**WHAT THE TASK REQUIRES**
Reproduce verbatim the part of the Mixtrain Dataset documentation from "dataset.list_versions() -> list[DatasetVersion]" up to and including "print(version.version, version.operation)".
[Start DOCUMENT PASSAGE]
MixtrainDocsBlog
from mixtrain import Dataset

Constructor

Dataset(name: str, *, version: int | None = None)

Creates a reference to an existing dataset on the platform. This is a lazy reference, no API call is made until you access data or schema.

ParameterTypeDescription
namestrDataset name
versionint | NoneOptional dataset version (v1, v2, ...). None reads the latest version.
dataset = Dataset("training-data")
baseline = Dataset("training-data", version=3)

Properties

PropertyTypeDescription
namestrDataset name
schemapyarrow.SchemaColumn schema
descriptionstrDataset description
column_typesdict[str, str]Semantic column types (image, video, ...)
metadatadictPlatform metadata (schema, column types, statistics, snapshots)

Versions

Mixtrain datasets are versioned on each update.

latest = Dataset("training-data")
v3 = Dataset("training-data", version=3)

list_versions()

dataset.list_versions() -> list[DatasetVersion]

List dataset versions, newest first. Each entry includes version, snapshot_id, operation, added_records, total_records, and timestamp_ms when available.

for version in Dataset("photos").list_versions():
    print(version.version, version.operation)
[End DOCUMENT PASSAGE]
[Start SUPPLIED INFORMATION]
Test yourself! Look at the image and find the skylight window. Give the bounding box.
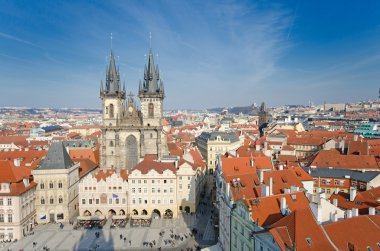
[306,237,313,246]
[End SUPPLIED INFORMATION]
**COMPLETED EXERCISE**
dataset.list_versions() -> list[DatasetVersion]

List dataset versions, newest first. Each entry includes version, snapshot_id, operation, added_records, total_records, and timestamp_ms when available.

for version in Dataset("photos").list_versions():
    print(version.version, version.operation)